→ **SELECTED TEXT**
--*--

Thursday, April 06, 2006

We're Talking About a Fish with Feet

Cheers to Neil Shubin of The University of Chicago for making creationists shit in their hands. As if Archaeopteryx--the feathered dinosaur--wasn't convincing enough, Shubin's team discovered a 375 million year old fossil fish/tetrapod transitional creature. For those of us who are not biology nerds, a tetrapod is a four legged animal like a reptile, amphibian, or mammal.
The skeletons have the fins, scales and other attributes of a giant fish, four to nine feet long. But on closer examination, the scientists found telling anatomical traits of a transitional creature, a fish that is still a fish but has changes that anticipate the emergence of land animals — and is thus a predecessor of amphibians, reptiles and dinosaurs, mammals and eventually humans.

In the fishes' forward fins, the scientists found evidence of limbs in the making. There are the beginnings of digits, proto-wrists, elbows and shoulders. The fish also had a flat skull resembling a crocodile's, a neck, ribs and other parts that were similar to four-legged land animals known as tetrapods.

So, as a creationist, how do you fit a fish with primitive fingers, wrists, elbows, shoulders into your understanding of the world? Isn't it an awfully interesting coincidence? I guess God just put it there to test our faith, right? Or it was Satan trying to tempt our will away from God?

--*--

Continue the blog post about the fossil fish with feet, picking up after its last sentence.

--*--

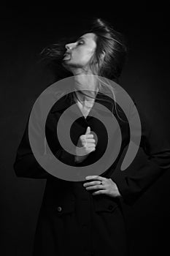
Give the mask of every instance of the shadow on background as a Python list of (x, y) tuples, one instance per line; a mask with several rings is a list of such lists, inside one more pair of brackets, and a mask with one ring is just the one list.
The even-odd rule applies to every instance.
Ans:
[[(1, 255), (31, 256), (45, 180), (17, 178), (12, 165), (28, 113), (39, 94), (55, 80), (39, 53), (61, 36), (83, 26), (83, 18), (107, 19), (128, 39), (129, 54), (120, 84), (170, 140), (169, 37), (166, 7), (131, 7), (69, 12), (45, 6), (1, 10)], [(140, 10), (139, 11), (139, 10)], [(116, 11), (117, 10), (117, 11)], [(169, 255), (169, 172), (133, 207), (125, 206), (131, 255)]]

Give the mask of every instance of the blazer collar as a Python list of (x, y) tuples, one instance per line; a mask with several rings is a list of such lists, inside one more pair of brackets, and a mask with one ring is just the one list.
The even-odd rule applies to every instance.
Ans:
[[(109, 100), (109, 102), (108, 102)], [(110, 98), (108, 97), (107, 95), (104, 95), (104, 94), (101, 92), (98, 92), (94, 101), (93, 108), (95, 106), (95, 102), (100, 103), (107, 108), (109, 110), (111, 110), (113, 105), (113, 100), (112, 100), (112, 102), (110, 102)], [(63, 97), (61, 97), (53, 106), (51, 109), (51, 113), (55, 113), (60, 110), (64, 110), (69, 108), (72, 104), (75, 103), (75, 101), (74, 99), (74, 92), (69, 93), (68, 94), (64, 95)], [(105, 110), (104, 108), (102, 108), (102, 110), (100, 109), (98, 110), (106, 112), (107, 110)]]

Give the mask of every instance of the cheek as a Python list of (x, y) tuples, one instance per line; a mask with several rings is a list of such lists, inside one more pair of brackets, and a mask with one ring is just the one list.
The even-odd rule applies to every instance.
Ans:
[(82, 64), (87, 64), (91, 57), (93, 56), (93, 51), (91, 50), (82, 50), (79, 53), (77, 52), (75, 57), (77, 60), (80, 61)]

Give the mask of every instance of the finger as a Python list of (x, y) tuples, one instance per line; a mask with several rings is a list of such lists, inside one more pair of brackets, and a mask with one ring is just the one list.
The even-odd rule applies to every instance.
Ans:
[(85, 140), (88, 143), (95, 143), (96, 140), (94, 139), (85, 138)]
[(92, 186), (92, 187), (87, 187), (85, 188), (85, 189), (87, 189), (87, 190), (101, 189), (105, 189), (103, 185), (96, 185), (96, 186)]
[(85, 136), (85, 139), (93, 138), (94, 137), (94, 135), (92, 134), (85, 135), (84, 136)]
[(101, 181), (91, 181), (91, 182), (85, 182), (83, 184), (83, 186), (85, 187), (88, 187), (88, 186), (95, 186), (95, 185), (101, 185)]
[(90, 133), (90, 127), (88, 127), (86, 132), (85, 132), (85, 135), (89, 135)]
[(105, 180), (105, 178), (101, 177), (101, 176), (86, 176), (85, 179), (88, 180), (88, 179), (96, 179), (98, 181), (103, 181)]
[(90, 148), (90, 147), (95, 147), (95, 144), (94, 143), (88, 143), (87, 141), (86, 141), (86, 146), (88, 147), (88, 148)]
[(98, 190), (92, 193), (92, 195), (96, 195), (105, 194), (105, 193), (106, 193), (105, 190)]

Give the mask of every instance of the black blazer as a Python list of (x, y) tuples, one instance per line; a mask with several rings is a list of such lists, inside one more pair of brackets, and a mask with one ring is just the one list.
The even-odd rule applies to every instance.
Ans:
[[(98, 94), (97, 97), (96, 102), (111, 110), (111, 103), (101, 101), (106, 99), (106, 96)], [(73, 166), (88, 165), (102, 157), (107, 146), (107, 135), (104, 125), (98, 121), (98, 113), (96, 113), (96, 118), (90, 116), (90, 112), (95, 111), (95, 104), (87, 118), (80, 112), (81, 117), (74, 121), (71, 129), (73, 143), (76, 145), (79, 137), (85, 134), (90, 126), (98, 136), (98, 143), (96, 151), (90, 153), (83, 162), (76, 163), (74, 156), (62, 148), (56, 135), (56, 125), (60, 116), (73, 102), (71, 93), (53, 105), (47, 118), (46, 138), (51, 151), (61, 161)], [(133, 116), (131, 107), (128, 118)], [(119, 106), (118, 109), (122, 120), (118, 118), (115, 110), (113, 113), (121, 128), (121, 148), (115, 162), (101, 176), (111, 178), (116, 183), (123, 200), (131, 204), (170, 167), (170, 146), (162, 136), (158, 136), (156, 127), (150, 127), (149, 119), (147, 120), (138, 108), (142, 123), (140, 148), (134, 162), (125, 170), (121, 171), (120, 167), (129, 143), (130, 131), (128, 122), (125, 121), (127, 121), (125, 115)], [(47, 255), (49, 253), (55, 255), (56, 252), (61, 255), (66, 255), (68, 252), (74, 255), (82, 255), (87, 251), (95, 252), (98, 256), (114, 252), (115, 255), (127, 255), (125, 228), (120, 199), (104, 195), (92, 195), (83, 187), (84, 181), (63, 181), (48, 173), (32, 154), (28, 124), (28, 120), (17, 151), (14, 170), (18, 177), (47, 178), (36, 228), (35, 255), (36, 253), (46, 255), (45, 252)], [(116, 129), (115, 132), (113, 149), (117, 143)], [(143, 153), (145, 158), (141, 161)], [(68, 246), (64, 245), (66, 243)]]

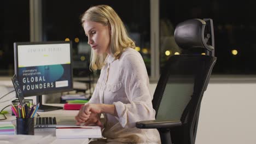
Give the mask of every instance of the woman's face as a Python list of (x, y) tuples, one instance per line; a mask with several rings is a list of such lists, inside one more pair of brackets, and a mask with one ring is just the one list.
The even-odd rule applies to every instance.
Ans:
[(97, 53), (110, 53), (110, 31), (108, 26), (94, 21), (83, 23), (85, 35), (88, 37), (88, 44)]

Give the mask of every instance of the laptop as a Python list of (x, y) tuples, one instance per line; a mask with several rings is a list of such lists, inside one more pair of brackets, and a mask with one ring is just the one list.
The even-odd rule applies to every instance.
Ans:
[[(14, 89), (22, 106), (25, 105), (25, 101), (23, 96), (22, 91), (20, 88), (19, 81), (16, 74), (13, 75), (11, 79)], [(34, 119), (34, 127), (36, 128), (56, 128), (58, 126), (75, 125), (74, 120), (62, 120), (57, 122), (55, 117), (35, 117)]]

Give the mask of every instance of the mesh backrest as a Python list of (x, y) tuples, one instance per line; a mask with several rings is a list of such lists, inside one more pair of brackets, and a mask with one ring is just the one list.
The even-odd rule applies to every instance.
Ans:
[(171, 131), (174, 143), (194, 142), (201, 101), (216, 59), (175, 55), (165, 66), (152, 103), (156, 119), (182, 121), (182, 127)]
[[(188, 80), (187, 82), (176, 82), (172, 78), (169, 77), (166, 83), (158, 109), (157, 119), (179, 120), (193, 93), (193, 80)], [(181, 77), (180, 79), (182, 79)]]

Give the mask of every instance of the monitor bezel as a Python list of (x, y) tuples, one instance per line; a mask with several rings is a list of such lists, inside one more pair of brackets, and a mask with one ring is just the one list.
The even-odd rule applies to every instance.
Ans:
[(72, 56), (72, 43), (71, 41), (40, 41), (40, 42), (15, 42), (14, 43), (14, 73), (17, 75), (18, 79), (18, 46), (19, 45), (43, 45), (43, 44), (70, 44), (70, 57), (71, 57), (71, 86), (70, 88), (63, 88), (60, 90), (56, 91), (45, 91), (42, 92), (37, 92), (27, 94), (24, 93), (24, 97), (37, 96), (44, 94), (56, 93), (60, 92), (69, 92), (73, 90), (73, 56)]

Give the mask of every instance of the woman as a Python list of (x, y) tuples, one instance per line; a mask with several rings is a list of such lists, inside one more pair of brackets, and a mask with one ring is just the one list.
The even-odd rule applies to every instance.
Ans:
[[(156, 129), (140, 129), (138, 121), (155, 119), (145, 64), (117, 14), (109, 6), (92, 7), (82, 16), (92, 50), (90, 68), (101, 69), (91, 98), (75, 117), (77, 124), (102, 126), (103, 143), (159, 143)], [(96, 143), (100, 143), (99, 142)]]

--*--

→ **ANSWER FOR THIS EXERCISE**
One creationist site on the Web (emporium.turnpike.net/C/cs /evid1.htm) declares that "there are no transitional forms," adding: "For example, not a single fossil with part fins, part feet has been found. And this is true between every major plant and animal kind."

Dr. Novacek responded: "We've got Archaeopteryx, an early whale that lived on land, and now this animal showing the transition from fish to tetrapod. What more do we need from the fossil record to show that the creationists are flatly wrong?"

Duane T. Gish, a retired official of the Institute for Creation Research in San Diego, said, "This alleged transitional fish will have to be evaluated carefully." But he added that he still found evolution "questionable because paleontologists have yet to discover any transitional fossils between complex invertebrates and fish, and this destroys the whole evolutionary story."

Creationists always point to a dearth of transitional forms as evidence against evolution. Well, we've had Archaeopteryx for over a century,and now we have a fish/tetrapod. I'm sorry, but when a fossil so beautifully demonstrates evolution in front of our very eyes, how can a person not be convinced? We're talking about a fish with feet. When creationists have to deny the simplest, most logical explanation for a natural phenomenon, and follow a convoluted rationale in order to fit reality into their worldview, scientists are flabbergasted--and why shouldn't they be? Like I said, we're talking about a fish with feet.

As a side note, I almost went to grad school for organismal biology & anatomy at U of Chicago; it's a tremendous place. I can hardly imagine the energy in the halls right now.